## EXCERPTED PASSAGE:
— begin —
Creep is, well, creepy. From the moment the movie begins, I felt really uneasy. The whole setup feels too indie-saccharine. The young filmmaker, the dying rich guy who wants to leave a legacy, the excluded cabin. These are elements common to indie movies, especially mumblecore films. That subgenre thrives in naturalistic films about relationships and people. Creep‘s premise is believable enough but still the kind of thing that only happens in indie movies.


That Duplass and Brice thought to turn this indie set-up into a horror/suspense film is quite clever. I liked the sympathetic but weird Josef. The film builds on things that could be sweet but, through the off-kilter lens of horror, feel unsettling. As the film goes on, it loses some of its own goodwill by use of shaky cam (nowadays, a cheap trick for getting scares without effort) and too many fake-outs. Creep is part-horror, part-comedy but the ambiguity doesn’t benefit it much. I wanted the film to be scarier and riskier.

As the film moves on its final act, the film can’t maintain its own creepy indie vibe. Brice and Duplass had a great set-up but absolutely no idea how to end it. Maybe on some level, I’m reviewing the movie I wanted this to be–tight, in one location and with a nerve-fraying ending–and not the one I got. But like with most found footage movies, Creep strains itself justifying why the camera is on and the scares are more “hm, okay” than effective.
— end —
## WHAT THE EXERCISE ASKS:
Rewrite the stretch of the film review from "Creep is, well, creepy." through "in indie movies.", updating "cabin" to "cottage".

## MATERIAL SHOWN:
— begin —
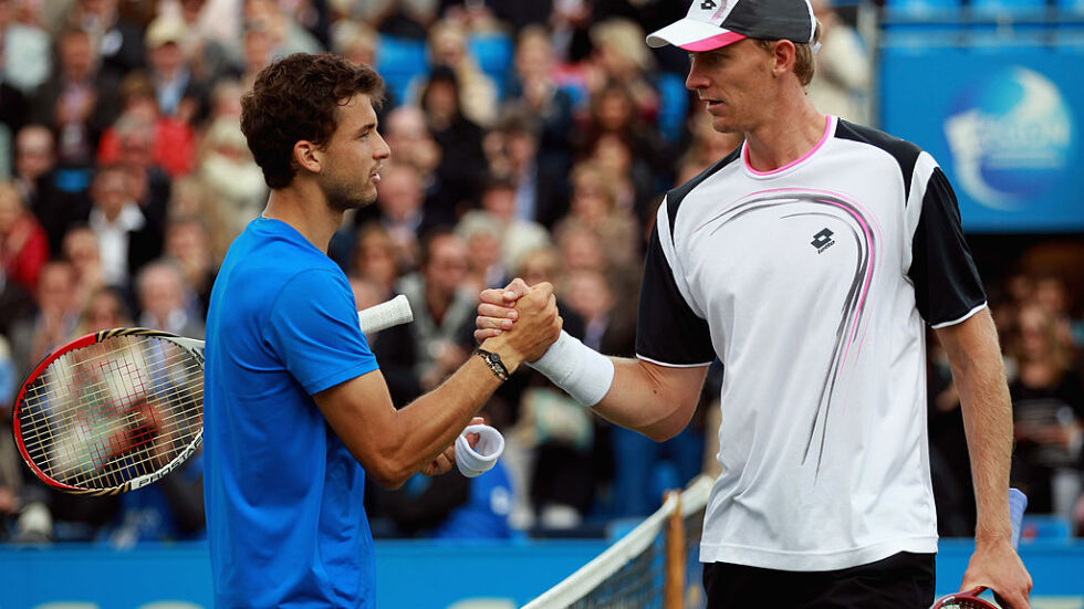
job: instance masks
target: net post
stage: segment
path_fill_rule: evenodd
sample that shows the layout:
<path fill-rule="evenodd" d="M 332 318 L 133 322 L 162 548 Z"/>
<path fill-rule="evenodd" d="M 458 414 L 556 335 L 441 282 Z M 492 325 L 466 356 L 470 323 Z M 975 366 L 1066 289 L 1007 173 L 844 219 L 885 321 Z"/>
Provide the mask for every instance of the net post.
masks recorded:
<path fill-rule="evenodd" d="M 682 609 L 685 607 L 685 518 L 681 516 L 681 493 L 667 492 L 677 505 L 667 517 L 666 526 L 666 580 L 663 584 L 663 608 Z"/>

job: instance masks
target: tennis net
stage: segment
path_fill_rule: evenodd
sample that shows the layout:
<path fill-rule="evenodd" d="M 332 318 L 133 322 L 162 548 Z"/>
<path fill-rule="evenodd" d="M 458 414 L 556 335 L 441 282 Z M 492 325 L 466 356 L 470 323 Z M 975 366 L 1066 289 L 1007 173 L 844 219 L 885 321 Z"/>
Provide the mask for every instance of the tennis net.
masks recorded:
<path fill-rule="evenodd" d="M 711 479 L 700 476 L 576 573 L 523 609 L 703 606 L 697 544 Z"/>

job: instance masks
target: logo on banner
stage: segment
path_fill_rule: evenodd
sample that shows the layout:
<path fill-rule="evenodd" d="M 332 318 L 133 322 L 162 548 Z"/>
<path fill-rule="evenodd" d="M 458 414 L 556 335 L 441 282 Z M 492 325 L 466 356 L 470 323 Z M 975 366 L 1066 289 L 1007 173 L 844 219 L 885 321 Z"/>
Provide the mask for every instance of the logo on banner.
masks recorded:
<path fill-rule="evenodd" d="M 1057 85 L 1019 65 L 967 87 L 945 119 L 957 186 L 991 208 L 1022 209 L 1073 171 L 1074 126 Z"/>

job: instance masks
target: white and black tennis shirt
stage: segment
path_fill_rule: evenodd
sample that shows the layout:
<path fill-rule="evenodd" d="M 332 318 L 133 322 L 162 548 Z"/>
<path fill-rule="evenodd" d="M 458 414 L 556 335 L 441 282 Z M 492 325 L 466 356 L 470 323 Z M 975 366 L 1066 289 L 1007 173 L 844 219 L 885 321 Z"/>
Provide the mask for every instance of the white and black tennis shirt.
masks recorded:
<path fill-rule="evenodd" d="M 835 117 L 775 171 L 742 146 L 667 193 L 642 290 L 638 357 L 726 366 L 702 561 L 937 550 L 924 321 L 986 295 L 932 157 Z"/>

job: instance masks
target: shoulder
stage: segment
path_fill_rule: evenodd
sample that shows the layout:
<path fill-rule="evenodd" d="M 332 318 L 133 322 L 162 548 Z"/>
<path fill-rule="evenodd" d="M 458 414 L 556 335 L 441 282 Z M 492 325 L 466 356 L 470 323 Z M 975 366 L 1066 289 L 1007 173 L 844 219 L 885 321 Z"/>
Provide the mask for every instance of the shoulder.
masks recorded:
— end —
## FINAL RESULT:
Creep is, well, creepy. From the moment the movie begins, I felt really uneasy. The whole setup feels too indie-saccharine. The young filmmaker, the dying rich guy who wants to leave a legacy, the excluded cottage. These are elements common to indie movies, especially mumblecore films. That subgenre thrives in naturalistic films about relationships and people. Creep‘s premise is believable enough but still the kind of thing that only happens in indie movies.